What is being asked —
Output everything from the line containing "Task: locate the locomotive" down to the end of the listing as a two-column CSV with columns named "request" and "answer". Give one row per request, with its text and its answer each in a single quoted field and every line break replaced by a space.

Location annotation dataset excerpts
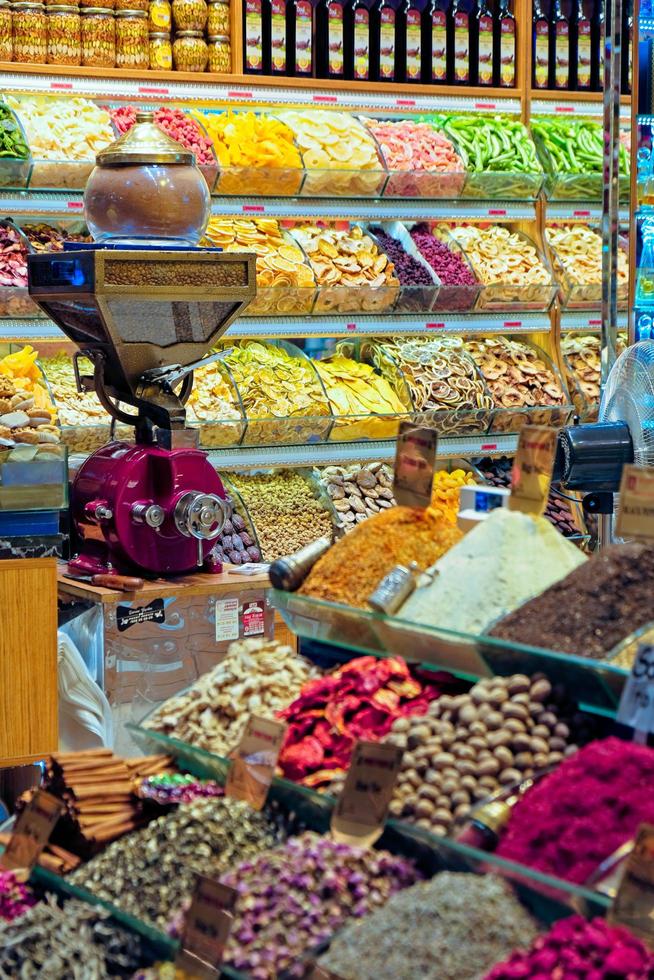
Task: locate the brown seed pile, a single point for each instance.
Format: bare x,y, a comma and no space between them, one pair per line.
397,536
358,492
469,745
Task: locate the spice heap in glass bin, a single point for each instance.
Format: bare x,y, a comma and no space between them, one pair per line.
518,377
256,677
592,949
361,699
279,385
398,536
467,747
285,282
257,143
452,927
498,565
571,820
296,896
179,125
444,382
285,511
364,404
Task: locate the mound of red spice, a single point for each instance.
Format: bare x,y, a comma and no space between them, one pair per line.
359,700
576,948
571,820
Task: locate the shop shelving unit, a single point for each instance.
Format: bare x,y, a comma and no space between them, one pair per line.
244,91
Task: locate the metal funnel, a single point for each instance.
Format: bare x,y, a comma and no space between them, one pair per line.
142,314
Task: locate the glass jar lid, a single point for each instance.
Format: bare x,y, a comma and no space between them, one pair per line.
144,143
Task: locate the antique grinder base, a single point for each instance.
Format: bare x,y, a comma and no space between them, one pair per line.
134,512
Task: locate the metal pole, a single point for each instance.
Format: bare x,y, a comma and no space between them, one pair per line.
611,204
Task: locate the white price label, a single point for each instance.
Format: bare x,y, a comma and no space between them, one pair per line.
636,707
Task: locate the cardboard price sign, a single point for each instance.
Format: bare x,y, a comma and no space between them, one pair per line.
636,707
636,510
415,461
634,903
253,763
361,810
208,924
531,474
32,831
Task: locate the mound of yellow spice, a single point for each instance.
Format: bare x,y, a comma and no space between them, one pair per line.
351,570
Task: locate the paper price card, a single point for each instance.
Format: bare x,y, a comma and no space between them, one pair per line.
206,930
253,763
415,460
636,707
32,831
532,469
317,972
360,813
636,510
634,903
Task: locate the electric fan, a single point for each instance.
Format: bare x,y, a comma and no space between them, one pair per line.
590,457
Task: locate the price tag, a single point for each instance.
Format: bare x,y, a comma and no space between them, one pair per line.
415,460
634,903
532,469
253,764
208,923
636,707
32,831
227,619
636,510
317,972
360,813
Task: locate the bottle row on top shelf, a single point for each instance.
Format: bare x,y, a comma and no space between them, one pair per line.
51,143
382,268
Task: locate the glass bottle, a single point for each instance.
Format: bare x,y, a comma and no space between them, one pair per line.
278,59
98,37
330,57
541,47
560,42
6,41
434,42
459,42
357,40
581,60
299,37
627,46
382,41
256,31
505,46
482,57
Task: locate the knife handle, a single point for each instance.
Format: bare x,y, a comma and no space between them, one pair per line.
122,583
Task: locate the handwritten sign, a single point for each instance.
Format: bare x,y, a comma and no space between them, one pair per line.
253,764
32,831
634,903
362,807
415,459
636,509
532,469
206,930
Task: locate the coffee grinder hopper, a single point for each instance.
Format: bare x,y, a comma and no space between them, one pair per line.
145,318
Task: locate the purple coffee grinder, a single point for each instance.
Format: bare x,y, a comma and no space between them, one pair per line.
143,304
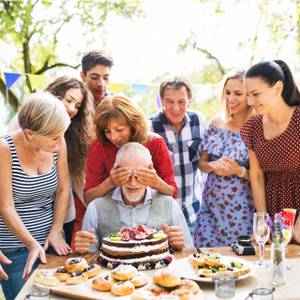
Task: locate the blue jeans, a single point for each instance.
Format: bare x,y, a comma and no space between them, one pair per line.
13,285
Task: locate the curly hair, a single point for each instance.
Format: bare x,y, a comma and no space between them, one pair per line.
78,135
123,109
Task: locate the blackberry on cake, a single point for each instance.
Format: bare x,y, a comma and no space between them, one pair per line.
141,246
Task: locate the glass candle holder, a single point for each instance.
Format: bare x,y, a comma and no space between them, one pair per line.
38,294
224,285
263,292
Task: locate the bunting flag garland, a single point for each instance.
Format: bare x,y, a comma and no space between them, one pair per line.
158,101
10,79
201,92
37,81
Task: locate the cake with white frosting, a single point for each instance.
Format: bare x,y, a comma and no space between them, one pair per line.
141,246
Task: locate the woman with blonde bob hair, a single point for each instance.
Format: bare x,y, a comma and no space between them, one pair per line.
118,121
34,183
226,210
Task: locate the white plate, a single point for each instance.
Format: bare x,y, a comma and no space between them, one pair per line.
186,270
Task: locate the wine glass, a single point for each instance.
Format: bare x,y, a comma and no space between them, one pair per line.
296,230
261,232
287,236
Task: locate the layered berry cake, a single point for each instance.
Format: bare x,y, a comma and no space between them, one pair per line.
141,246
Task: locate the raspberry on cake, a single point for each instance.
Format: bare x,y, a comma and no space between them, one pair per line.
141,246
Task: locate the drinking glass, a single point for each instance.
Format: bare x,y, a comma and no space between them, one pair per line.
261,232
296,230
287,236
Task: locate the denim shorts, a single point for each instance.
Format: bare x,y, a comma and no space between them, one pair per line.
13,285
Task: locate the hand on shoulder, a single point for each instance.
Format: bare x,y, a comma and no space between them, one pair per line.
218,122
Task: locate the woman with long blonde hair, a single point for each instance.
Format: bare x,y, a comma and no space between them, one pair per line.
226,210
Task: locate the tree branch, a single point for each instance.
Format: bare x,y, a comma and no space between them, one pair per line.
46,67
12,99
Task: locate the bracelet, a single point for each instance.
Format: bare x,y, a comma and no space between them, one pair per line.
243,173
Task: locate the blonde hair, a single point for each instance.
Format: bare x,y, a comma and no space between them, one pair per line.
43,114
238,75
124,110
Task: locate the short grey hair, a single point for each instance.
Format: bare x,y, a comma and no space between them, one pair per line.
135,149
43,114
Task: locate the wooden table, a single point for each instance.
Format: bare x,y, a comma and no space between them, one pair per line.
289,291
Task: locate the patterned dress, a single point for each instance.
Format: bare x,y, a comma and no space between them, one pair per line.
227,210
280,160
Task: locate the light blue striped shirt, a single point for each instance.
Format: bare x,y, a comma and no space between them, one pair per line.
133,216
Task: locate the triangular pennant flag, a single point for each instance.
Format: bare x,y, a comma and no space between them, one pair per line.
158,101
140,88
11,78
36,81
116,87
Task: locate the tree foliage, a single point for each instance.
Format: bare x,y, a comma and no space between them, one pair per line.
33,27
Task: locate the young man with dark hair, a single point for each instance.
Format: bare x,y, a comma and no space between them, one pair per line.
182,131
96,66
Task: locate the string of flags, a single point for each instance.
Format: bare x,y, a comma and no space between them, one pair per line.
201,92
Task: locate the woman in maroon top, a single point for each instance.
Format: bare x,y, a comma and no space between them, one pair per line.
119,121
273,136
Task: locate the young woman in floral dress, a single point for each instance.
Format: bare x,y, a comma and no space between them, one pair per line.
226,211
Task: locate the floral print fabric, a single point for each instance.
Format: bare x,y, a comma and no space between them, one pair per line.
227,210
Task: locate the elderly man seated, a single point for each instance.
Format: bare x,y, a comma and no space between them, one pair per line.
130,205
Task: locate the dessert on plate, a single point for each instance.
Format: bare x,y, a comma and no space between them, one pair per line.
141,246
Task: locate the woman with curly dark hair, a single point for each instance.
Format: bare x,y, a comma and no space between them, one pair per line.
79,106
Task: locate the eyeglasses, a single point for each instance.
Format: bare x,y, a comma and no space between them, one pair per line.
180,103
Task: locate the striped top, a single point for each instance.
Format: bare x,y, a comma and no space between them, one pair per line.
33,198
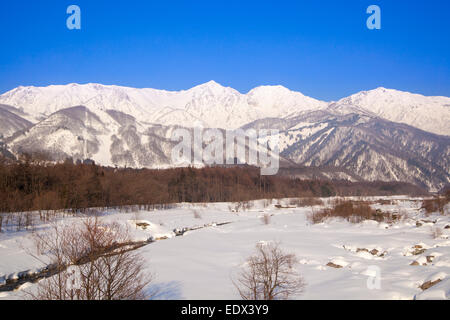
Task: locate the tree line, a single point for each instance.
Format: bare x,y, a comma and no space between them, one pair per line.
26,186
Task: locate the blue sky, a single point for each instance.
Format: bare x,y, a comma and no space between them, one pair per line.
321,48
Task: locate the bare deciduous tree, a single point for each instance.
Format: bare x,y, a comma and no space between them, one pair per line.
91,261
269,275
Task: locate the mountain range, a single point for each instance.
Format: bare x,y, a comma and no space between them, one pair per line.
381,134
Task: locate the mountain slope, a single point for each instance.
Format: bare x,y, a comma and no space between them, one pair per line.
11,121
427,113
370,147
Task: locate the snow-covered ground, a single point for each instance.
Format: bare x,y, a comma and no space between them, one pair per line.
202,263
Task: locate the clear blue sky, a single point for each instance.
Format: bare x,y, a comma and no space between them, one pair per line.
321,48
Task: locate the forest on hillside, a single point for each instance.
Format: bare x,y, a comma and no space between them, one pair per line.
26,186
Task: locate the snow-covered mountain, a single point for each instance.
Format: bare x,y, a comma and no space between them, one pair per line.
427,113
372,135
209,104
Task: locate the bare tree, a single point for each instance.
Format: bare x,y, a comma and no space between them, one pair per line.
91,261
269,274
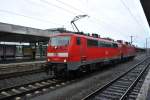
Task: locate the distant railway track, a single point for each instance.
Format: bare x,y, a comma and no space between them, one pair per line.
16,74
123,87
21,91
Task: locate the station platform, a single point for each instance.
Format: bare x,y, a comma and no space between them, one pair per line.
14,66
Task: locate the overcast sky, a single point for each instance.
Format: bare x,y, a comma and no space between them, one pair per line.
118,19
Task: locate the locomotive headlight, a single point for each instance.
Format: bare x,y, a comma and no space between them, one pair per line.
64,54
65,60
48,60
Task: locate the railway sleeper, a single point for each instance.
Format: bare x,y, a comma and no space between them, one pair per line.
110,96
116,90
112,93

Output of the exercise —
request,answer
"Task: locate the locomotive headlight, a single point for each instance. Format: bare x,y, a comma and no space between them, one pair per line.","64,54 65,60 48,60"
"Task: locate the railway sleeper, a single point for each instance. Format: bare x,y, a comma and no space between them, one pair per line.","110,96 116,90 112,93"